PROVIDED ENTRIES >>

+ + +

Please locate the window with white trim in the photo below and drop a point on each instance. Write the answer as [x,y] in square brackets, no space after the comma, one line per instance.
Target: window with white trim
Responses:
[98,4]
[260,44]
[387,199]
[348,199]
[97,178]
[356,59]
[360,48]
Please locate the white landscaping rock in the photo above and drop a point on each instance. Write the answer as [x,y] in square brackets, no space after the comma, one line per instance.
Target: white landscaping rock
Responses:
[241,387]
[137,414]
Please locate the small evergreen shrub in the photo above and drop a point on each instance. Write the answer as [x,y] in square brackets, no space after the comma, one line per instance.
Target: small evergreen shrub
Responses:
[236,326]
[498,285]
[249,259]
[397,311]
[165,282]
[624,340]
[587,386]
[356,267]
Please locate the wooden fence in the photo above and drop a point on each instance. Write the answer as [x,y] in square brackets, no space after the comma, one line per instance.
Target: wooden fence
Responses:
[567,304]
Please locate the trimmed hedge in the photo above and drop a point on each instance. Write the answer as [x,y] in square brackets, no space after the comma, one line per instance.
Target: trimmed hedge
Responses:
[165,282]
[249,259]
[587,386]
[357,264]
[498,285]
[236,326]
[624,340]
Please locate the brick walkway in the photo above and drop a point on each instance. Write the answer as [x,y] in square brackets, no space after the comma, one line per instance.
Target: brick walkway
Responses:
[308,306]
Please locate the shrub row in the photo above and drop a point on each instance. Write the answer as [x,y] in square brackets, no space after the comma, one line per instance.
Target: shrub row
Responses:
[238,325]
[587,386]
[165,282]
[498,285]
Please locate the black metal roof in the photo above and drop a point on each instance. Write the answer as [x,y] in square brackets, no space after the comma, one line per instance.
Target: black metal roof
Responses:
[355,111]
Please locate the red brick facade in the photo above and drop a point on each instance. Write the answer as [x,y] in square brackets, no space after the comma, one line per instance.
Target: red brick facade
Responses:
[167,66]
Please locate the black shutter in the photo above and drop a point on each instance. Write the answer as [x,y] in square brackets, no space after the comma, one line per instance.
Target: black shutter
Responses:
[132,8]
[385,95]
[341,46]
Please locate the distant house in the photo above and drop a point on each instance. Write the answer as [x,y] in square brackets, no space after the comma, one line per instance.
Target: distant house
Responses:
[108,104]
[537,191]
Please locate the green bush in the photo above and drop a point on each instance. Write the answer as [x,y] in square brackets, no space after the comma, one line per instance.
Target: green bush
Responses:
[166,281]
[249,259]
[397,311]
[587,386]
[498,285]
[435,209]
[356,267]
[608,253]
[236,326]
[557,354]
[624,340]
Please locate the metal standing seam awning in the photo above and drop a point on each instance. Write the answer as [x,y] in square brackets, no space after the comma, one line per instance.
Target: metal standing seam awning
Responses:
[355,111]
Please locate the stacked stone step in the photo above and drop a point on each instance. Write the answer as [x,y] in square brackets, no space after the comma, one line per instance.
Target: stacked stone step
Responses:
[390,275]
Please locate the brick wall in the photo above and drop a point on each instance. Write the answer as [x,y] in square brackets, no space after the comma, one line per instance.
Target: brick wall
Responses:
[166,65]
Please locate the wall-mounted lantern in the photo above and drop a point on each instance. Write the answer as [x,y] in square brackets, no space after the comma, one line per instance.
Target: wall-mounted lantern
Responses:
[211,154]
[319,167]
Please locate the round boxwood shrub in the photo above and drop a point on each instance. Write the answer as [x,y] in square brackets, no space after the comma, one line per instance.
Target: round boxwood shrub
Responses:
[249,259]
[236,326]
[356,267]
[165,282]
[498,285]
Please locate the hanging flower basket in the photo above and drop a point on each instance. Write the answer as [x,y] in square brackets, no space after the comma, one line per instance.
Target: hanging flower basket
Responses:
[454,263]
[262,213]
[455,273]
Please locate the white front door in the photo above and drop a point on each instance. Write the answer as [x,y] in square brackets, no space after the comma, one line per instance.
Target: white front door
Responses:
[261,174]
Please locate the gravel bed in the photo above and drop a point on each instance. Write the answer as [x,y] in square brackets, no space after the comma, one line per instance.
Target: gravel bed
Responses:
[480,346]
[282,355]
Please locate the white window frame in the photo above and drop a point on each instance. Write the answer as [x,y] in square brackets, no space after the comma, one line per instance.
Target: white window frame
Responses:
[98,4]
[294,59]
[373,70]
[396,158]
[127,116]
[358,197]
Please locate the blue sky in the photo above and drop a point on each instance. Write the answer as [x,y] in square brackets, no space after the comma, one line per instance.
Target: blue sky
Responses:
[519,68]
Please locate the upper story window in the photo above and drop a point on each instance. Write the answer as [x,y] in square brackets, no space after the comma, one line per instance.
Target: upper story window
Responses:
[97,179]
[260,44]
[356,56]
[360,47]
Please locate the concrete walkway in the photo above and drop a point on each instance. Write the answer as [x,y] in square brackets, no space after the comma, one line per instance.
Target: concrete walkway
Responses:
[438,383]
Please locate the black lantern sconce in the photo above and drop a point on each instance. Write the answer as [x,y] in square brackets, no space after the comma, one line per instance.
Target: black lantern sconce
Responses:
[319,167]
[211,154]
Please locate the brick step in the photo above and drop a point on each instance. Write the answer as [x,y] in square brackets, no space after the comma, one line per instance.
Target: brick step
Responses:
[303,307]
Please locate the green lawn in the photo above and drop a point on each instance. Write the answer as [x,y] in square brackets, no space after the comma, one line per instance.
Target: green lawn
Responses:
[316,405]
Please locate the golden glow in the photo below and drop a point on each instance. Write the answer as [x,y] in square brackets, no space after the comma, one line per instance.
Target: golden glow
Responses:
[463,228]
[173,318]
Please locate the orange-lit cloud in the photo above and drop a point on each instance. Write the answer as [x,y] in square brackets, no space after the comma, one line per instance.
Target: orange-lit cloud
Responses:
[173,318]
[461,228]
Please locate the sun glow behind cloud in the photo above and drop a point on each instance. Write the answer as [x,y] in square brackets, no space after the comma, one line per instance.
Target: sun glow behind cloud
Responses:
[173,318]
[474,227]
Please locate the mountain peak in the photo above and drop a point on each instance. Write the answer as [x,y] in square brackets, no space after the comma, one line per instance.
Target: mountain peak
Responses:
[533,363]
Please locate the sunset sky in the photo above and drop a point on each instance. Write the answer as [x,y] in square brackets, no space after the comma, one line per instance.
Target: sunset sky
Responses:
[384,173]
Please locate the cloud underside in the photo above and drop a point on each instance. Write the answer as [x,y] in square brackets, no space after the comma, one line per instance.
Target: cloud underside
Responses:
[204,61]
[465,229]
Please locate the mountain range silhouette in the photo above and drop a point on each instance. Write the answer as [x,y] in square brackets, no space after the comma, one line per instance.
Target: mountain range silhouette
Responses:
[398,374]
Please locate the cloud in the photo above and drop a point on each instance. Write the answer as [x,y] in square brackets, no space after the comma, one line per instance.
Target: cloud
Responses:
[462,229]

+ + +

PROBLEM DESCRIPTION >> Go through the entries and copy every line that has "basket".

PROBLEM SOLUTION >>
Please locate the hanging flower basket in the photo above and drop a point on each instance. Write the answer as [x,y] in square brackets, no space after the comma, one line per instance.
Target: hanging flower basket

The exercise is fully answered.